*TASK BRIEF*
Write out each record exactly as it stands. No pictures belong in the copy.

*ENTRIES SHOWN*
--- START ---
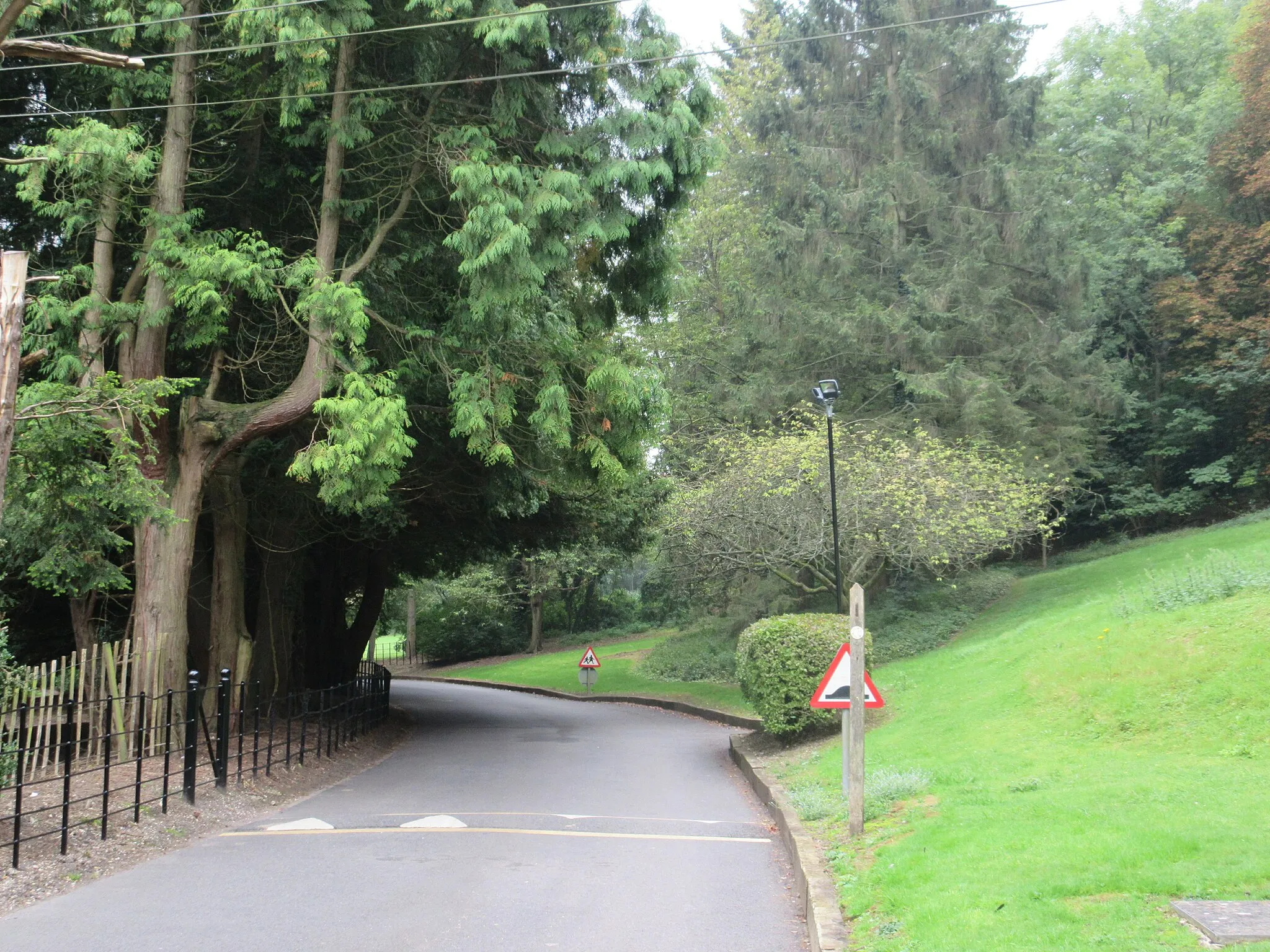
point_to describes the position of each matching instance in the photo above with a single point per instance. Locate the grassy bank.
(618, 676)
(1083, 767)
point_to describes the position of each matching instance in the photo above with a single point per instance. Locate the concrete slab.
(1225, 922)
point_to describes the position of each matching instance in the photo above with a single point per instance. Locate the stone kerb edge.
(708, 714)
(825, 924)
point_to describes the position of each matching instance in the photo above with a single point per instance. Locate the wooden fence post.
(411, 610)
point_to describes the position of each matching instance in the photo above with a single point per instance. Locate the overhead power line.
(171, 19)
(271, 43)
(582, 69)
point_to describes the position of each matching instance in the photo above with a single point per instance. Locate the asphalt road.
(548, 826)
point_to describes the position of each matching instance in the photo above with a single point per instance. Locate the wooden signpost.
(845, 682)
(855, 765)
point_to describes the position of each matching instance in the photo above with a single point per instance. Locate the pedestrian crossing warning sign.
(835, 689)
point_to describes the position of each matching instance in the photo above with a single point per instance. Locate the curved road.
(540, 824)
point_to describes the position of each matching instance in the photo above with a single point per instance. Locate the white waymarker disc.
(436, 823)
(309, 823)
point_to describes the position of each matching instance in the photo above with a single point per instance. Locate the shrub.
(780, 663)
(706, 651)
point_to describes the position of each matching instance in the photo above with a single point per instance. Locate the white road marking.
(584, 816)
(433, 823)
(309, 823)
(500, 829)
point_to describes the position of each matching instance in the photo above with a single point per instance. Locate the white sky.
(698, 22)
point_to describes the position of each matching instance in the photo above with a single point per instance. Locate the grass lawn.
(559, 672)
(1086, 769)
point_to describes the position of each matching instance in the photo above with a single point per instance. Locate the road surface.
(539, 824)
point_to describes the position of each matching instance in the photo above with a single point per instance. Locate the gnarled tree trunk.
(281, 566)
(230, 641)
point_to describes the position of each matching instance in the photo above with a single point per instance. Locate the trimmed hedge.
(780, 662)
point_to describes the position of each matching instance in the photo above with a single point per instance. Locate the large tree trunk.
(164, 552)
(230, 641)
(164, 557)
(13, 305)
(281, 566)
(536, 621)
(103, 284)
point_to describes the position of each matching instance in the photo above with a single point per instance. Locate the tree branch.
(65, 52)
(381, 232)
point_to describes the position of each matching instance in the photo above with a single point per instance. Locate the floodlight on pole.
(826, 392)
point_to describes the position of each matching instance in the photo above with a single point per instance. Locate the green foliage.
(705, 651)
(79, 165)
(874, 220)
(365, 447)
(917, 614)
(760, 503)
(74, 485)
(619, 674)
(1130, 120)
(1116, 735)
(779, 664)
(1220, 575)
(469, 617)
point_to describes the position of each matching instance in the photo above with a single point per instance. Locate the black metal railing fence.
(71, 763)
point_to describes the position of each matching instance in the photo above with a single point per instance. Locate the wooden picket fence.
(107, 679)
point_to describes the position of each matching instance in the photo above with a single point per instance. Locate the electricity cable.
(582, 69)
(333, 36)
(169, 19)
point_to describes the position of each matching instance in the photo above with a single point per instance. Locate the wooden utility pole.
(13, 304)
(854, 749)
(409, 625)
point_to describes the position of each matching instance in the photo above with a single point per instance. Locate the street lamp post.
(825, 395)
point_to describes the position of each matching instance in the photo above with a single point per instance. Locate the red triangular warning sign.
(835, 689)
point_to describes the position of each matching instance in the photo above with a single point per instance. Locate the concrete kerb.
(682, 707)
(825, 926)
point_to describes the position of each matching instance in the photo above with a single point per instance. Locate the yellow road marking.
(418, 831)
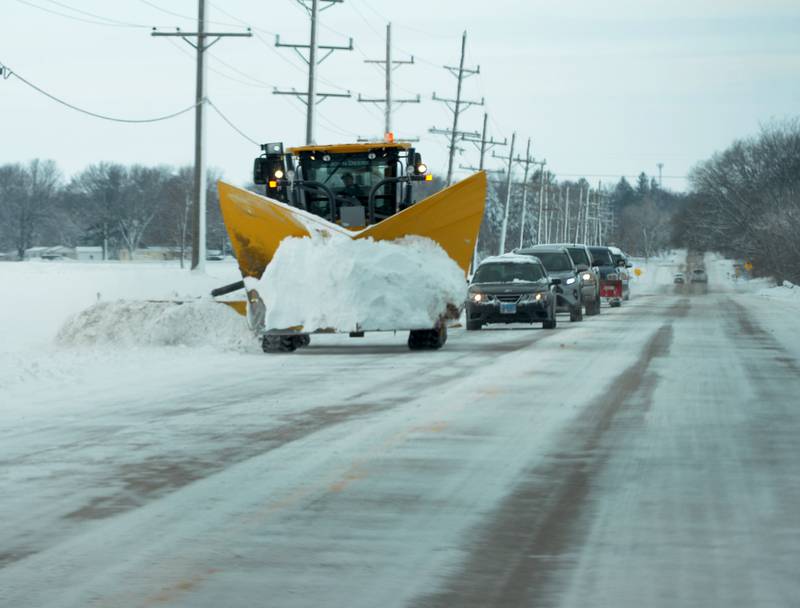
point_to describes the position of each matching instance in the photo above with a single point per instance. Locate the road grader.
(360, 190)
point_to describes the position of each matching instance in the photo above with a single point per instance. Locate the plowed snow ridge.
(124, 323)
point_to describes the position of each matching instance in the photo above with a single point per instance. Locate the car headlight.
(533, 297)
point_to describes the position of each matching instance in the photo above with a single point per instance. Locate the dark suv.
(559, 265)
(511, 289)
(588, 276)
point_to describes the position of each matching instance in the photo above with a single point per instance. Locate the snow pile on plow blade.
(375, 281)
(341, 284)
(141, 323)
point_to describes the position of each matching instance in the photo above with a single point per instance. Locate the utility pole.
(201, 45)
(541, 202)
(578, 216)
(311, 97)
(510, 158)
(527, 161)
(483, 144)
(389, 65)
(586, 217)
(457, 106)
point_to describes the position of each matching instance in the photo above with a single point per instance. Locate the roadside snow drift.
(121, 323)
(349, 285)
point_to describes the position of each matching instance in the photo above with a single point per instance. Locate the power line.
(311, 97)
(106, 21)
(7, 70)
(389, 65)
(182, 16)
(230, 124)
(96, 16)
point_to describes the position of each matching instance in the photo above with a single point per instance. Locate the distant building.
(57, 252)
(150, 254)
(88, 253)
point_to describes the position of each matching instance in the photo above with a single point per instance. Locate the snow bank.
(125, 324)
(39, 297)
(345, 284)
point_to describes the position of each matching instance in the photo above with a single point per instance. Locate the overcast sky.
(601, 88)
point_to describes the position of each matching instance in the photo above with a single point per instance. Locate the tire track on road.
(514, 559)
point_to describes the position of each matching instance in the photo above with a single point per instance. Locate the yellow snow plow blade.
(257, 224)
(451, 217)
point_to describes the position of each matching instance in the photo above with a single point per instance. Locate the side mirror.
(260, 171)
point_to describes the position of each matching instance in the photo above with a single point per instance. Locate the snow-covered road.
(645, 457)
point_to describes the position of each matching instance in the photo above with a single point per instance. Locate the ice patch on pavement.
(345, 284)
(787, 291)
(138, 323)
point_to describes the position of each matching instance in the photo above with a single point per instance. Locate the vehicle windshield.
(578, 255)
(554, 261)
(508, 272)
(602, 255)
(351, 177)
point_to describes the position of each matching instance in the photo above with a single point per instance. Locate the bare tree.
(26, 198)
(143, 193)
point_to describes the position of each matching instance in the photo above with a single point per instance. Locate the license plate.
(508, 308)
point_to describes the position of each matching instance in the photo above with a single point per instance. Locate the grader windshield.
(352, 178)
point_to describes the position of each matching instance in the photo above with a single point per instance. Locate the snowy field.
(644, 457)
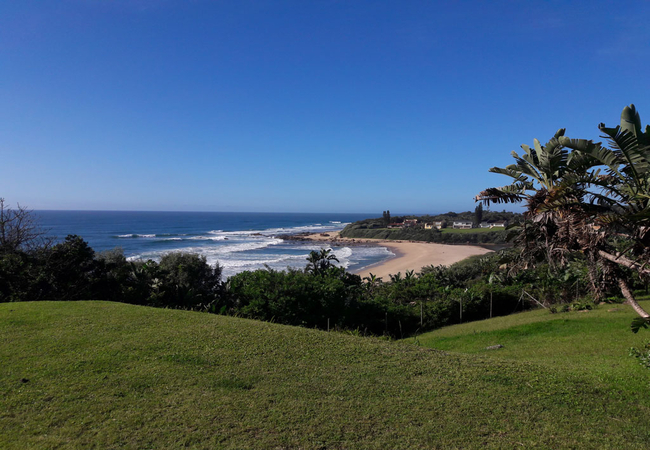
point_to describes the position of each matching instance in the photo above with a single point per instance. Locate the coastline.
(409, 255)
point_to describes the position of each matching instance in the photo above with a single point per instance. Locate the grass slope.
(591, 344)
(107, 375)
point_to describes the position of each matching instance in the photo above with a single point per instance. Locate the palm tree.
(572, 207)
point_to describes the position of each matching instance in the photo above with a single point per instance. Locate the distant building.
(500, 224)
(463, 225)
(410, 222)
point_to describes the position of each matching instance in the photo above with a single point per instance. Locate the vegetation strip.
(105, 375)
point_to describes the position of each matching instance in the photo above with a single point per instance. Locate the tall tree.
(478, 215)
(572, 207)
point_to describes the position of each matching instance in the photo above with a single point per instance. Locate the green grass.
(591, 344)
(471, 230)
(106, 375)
--- END ---
*SOLUTION TO THE PROBLEM*
point_to describes the position of each matching instance in the photo above with a single point per instance. Locate the grassy bank.
(618, 676)
(1083, 767)
point_to describes the position of each matching instance in the photo above with a single point per instance. Locate the concrete slab.
(1225, 922)
point_to describes the position of each matching instance in the photo above with a single point per instance. Locate the stone kerb edge.
(708, 714)
(825, 924)
point_to describes the position of each matching instance in the photo above with a single point per instance. Locate the wooden fence post.
(411, 610)
point_to describes the position of each matching instance in the photo above with a single point per instance. Locate the overhead power line.
(171, 19)
(271, 43)
(582, 69)
point_to describes the position of each matching instance in the photo above with a single point per instance. Locate the asphalt road.
(548, 826)
point_to describes the position of each matching instance in the photo above with a single point per instance. Locate the wooden signpost.
(845, 682)
(855, 765)
point_to describes the position of each matching instance in the photo above with a single point per instance. Locate the pedestrian crossing warning sign.
(835, 689)
point_to describes the position of each matching instance in the photo above with a single point per instance. Locate the curved road.
(540, 824)
point_to describes the position of each matching instance in the photo above with a single point per instance. Locate the white waymarker disc.
(436, 823)
(309, 823)
point_to describes the position of each matching instance in the photo above with a single point per instance. Locate the shrub.
(780, 663)
(706, 651)
point_to describes the position of each matching instance in the photo above with a single point per instance. Locate the white road marking.
(584, 816)
(433, 823)
(309, 823)
(500, 829)
point_to describes the position of each matching instance in the photo above with a single point per instance. Locate the white sky.
(698, 22)
point_to describes the position of each matching instance in the photo above with a single point per instance. Locate the grass lawn.
(559, 672)
(1086, 769)
point_to describes the position of each matching instance in the photo above with a single point per instance. Locate the road surface.
(539, 824)
point_to describes the position of each matching instance in the photo above with a single point per instance. Locate the gnarled tree trunk.
(281, 566)
(230, 641)
point_to describes the position of each matching instance in the photo above with a single point per instance. Locate the trimmed hedge.
(780, 662)
point_to describes the position of each matching instance in the photo above with a single point per instance. Locate the large tree trunk.
(164, 552)
(230, 641)
(164, 557)
(13, 305)
(281, 566)
(536, 621)
(103, 284)
point_to describes the position of each matching instance in the photo above with a single point per instance. Locate the tree branch.
(65, 52)
(381, 232)
point_to describes the position of each matching instance in the photo above with a single point per instance. Locate the floodlight on pole.
(826, 392)
point_to describes the position of each matching instance in the photo above with a single point per instance. Locate the green foliage.
(705, 651)
(79, 165)
(874, 220)
(365, 447)
(917, 614)
(760, 503)
(74, 485)
(619, 674)
(1130, 120)
(1116, 735)
(779, 664)
(1220, 575)
(469, 617)
point_to describes the position of each matching instance in the photo above with a single point per instance. Locate the black metal railing fence.
(71, 763)
point_to describes the position of each matching instance in the photo above with a single point per instance. Locate the wooden picket fence.
(107, 679)
point_to describes the position of each matching instance in the photo above with a single point per instance. Locate the electricity cable.
(582, 69)
(333, 36)
(169, 19)
point_to describes the position of each matching instance in the photo above with a single point per instance. Locate the wooden utility pole.
(13, 304)
(854, 749)
(409, 625)
point_to describes the position of each matching instance in the photo above with a single point per instance. Locate the street lamp post.
(825, 395)
point_to describes the position of each matching instance in the photo above with a single point per instance. Locate the red triangular warning sign.
(835, 689)
point_to describes the position of each matching instance in the photo above with a single point per instance. Locate the concrete kerb.
(682, 707)
(825, 926)
point_to describes the position of each matching instance in the photo above with a single point per instance. Locate the yellow road marking.
(418, 831)
point_to describes the position of each matching instance in the photo above with a single point per instance. Locate the road grader.
(360, 190)
point_to describes the position of each matching instance in the photo above with a single point per instance. Locate the plowed snow ridge.
(124, 323)
point_to describes the position of each matching instance in the photo above with a single point per instance. Locate the car headlight.
(533, 297)
point_to describes the position of each matching instance in the photo above with a single point per instance. Locate the dark suv.
(559, 265)
(511, 289)
(588, 276)
point_to describes the position of each matching instance in the photo above with a single point per instance. Locate the snow pile on plow blade.
(375, 281)
(341, 284)
(141, 323)
point_to describes the position of each matching instance in the photo above with a single point per instance. Locate the utility pole.
(201, 45)
(541, 202)
(578, 216)
(311, 97)
(510, 158)
(527, 161)
(483, 144)
(389, 65)
(586, 217)
(457, 106)
point_to describes the position of each matching instance in the photo above with a single point per instance. Locate the roadside snow drift.
(121, 323)
(349, 285)
point_to describes the position of each matching instance in the photo above with a single point per instance. Locate the power line.
(311, 97)
(106, 21)
(7, 70)
(389, 65)
(182, 16)
(230, 124)
(96, 16)
point_to describes the position of each matching instance in the photo above with a single point per instance. Locate the distant building.
(57, 252)
(150, 254)
(88, 253)
point_to describes the position of each matching instance in the photo above with a single point per instance. Locate the snow bank.
(125, 324)
(39, 297)
(345, 284)
point_to describes the position of each matching instance in the photo above with a single point per instance. Locate the overcast sky.
(601, 88)
point_to describes the position of each matching instance in the photo above with a single point per instance. Locate the tire track on road.
(514, 559)
point_to describes the position of each matching instance in the photo above with a single point per instance. Locate the yellow snow plow blade.
(257, 224)
(451, 217)
point_to describes the position of each matching instance in the photo above with a single point per instance. Locate the side mirror.
(260, 171)
point_to describes the position of each matching instance in the photo above with a single point per instance. Locate the snow-covered road.
(645, 457)
point_to describes the position of each matching instance in the photo above with a single point per instance. Locate the ice patch on pavement.
(345, 284)
(787, 291)
(138, 323)
point_to describes the position of each matching instance in the photo above with a single point per instance. Locate the vehicle windshield.
(578, 255)
(554, 261)
(508, 272)
(602, 255)
(351, 177)
point_to describes the position of each matching instance in the photo above with a single point per instance. Locate the bare tree.
(26, 198)
(143, 193)
point_to describes the position of each matching instance in the photo above with a single point per instance. Locate the license plate.
(508, 308)
point_to describes the position of each matching instance in the photo above with a single point per instance. Locate the grader windshield.
(352, 178)
point_to describes the position of each matching instance in the photo above with a single point per instance. Locate the snowy field.
(644, 457)
point_to describes the position of each matching instance in the photo above with a single point per instance. Locate the coastline.
(409, 255)
point_to describes the position of each matching instance in the photo above with a single point per instance. Locate the grass slope.
(591, 344)
(107, 375)
point_to describes the position of each matching instance in the photo above with a single point per instance. Locate the palm tree.
(572, 207)
point_to describes the position of each matching instance in the photo above with a single point per instance. Locate the distant building.
(500, 224)
(463, 225)
(410, 222)
point_to describes the position of each matching instance in the photo above with a single point per instance. Locate the vegetation strip.
(105, 375)
point_to describes the position of each matching instance in the photo above with a single point per instance. Locate the tall tree.
(478, 215)
(572, 207)
point_to describes the position of each matching instance in the photo above with a single point per instance. Locate the green grass.
(591, 344)
(471, 230)
(106, 375)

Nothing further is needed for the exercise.